Copy all the records below, replacing "one box per line" with "each box on its own line" each time it appears and changing nothing else. Leave the pictures out.

--- START ---

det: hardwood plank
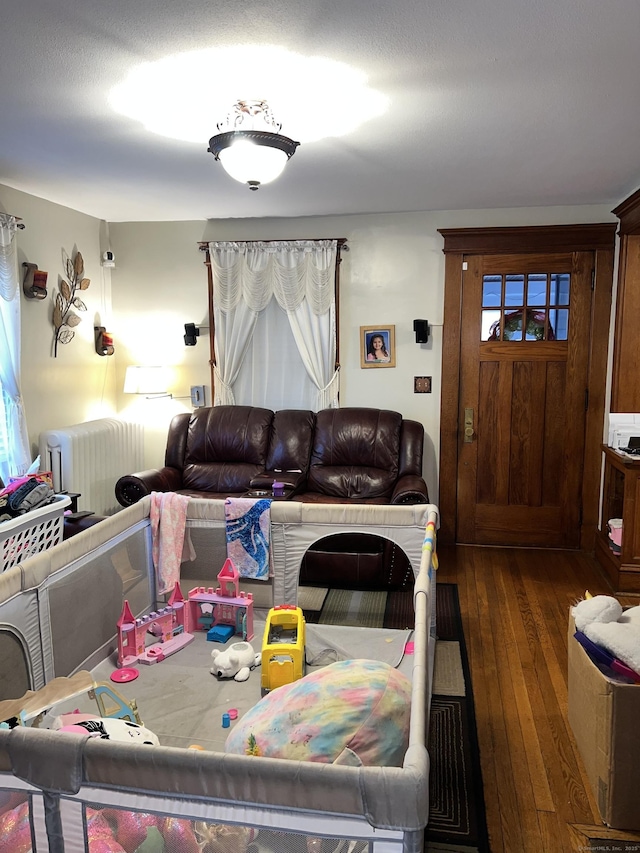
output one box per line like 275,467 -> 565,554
437,545 -> 640,853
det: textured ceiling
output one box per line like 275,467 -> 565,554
0,0 -> 640,221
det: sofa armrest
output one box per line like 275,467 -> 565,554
116,467 -> 182,506
390,474 -> 429,504
251,471 -> 307,494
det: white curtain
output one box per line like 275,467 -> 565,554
209,240 -> 338,410
0,213 -> 31,483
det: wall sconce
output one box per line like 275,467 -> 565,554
22,261 -> 49,299
93,326 -> 115,355
124,366 -> 173,400
184,323 -> 209,347
413,320 -> 431,344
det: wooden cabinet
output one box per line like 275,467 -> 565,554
595,447 -> 640,592
611,190 -> 640,412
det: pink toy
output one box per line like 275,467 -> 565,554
116,582 -> 194,667
185,559 -> 253,642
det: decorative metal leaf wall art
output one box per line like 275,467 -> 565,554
53,252 -> 91,358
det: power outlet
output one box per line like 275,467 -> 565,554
413,376 -> 431,394
191,385 -> 204,409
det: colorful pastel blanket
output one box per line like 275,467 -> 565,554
224,498 -> 271,580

--- END ---

• [EXERCISE OUTPUT]
det: hardwood plank
output each box on its own line like 275,467 -> 565,554
437,545 -> 640,853
det: textured ceiling
output each box on its own line like 275,467 -> 565,554
0,0 -> 640,221
det: sofa armrest
output each box on its own line like 275,467 -> 565,554
116,467 -> 182,506
390,474 -> 429,504
251,471 -> 307,494
det: white curtain
output each box on its own line like 275,467 -> 565,554
209,240 -> 338,410
0,213 -> 31,483
det: wall sconce
output each box on its own line like 275,467 -> 565,554
22,261 -> 49,299
93,326 -> 115,355
124,366 -> 173,400
184,323 -> 209,347
413,320 -> 431,344
det: wooden cabinet
output each box on its own line like 275,467 -> 565,554
595,447 -> 640,592
611,190 -> 640,412
det: pink toy
output each box on its own line like 275,467 -> 565,554
116,582 -> 194,667
185,559 -> 253,642
det: decorative metal leaf wall art
output each box on its own line like 275,467 -> 565,554
53,252 -> 91,358
det: power outlet
output each box on its own line like 275,467 -> 565,554
413,376 -> 431,394
191,385 -> 204,409
det: colorful pastel blanket
output each box on its own line like 275,467 -> 565,554
224,498 -> 271,580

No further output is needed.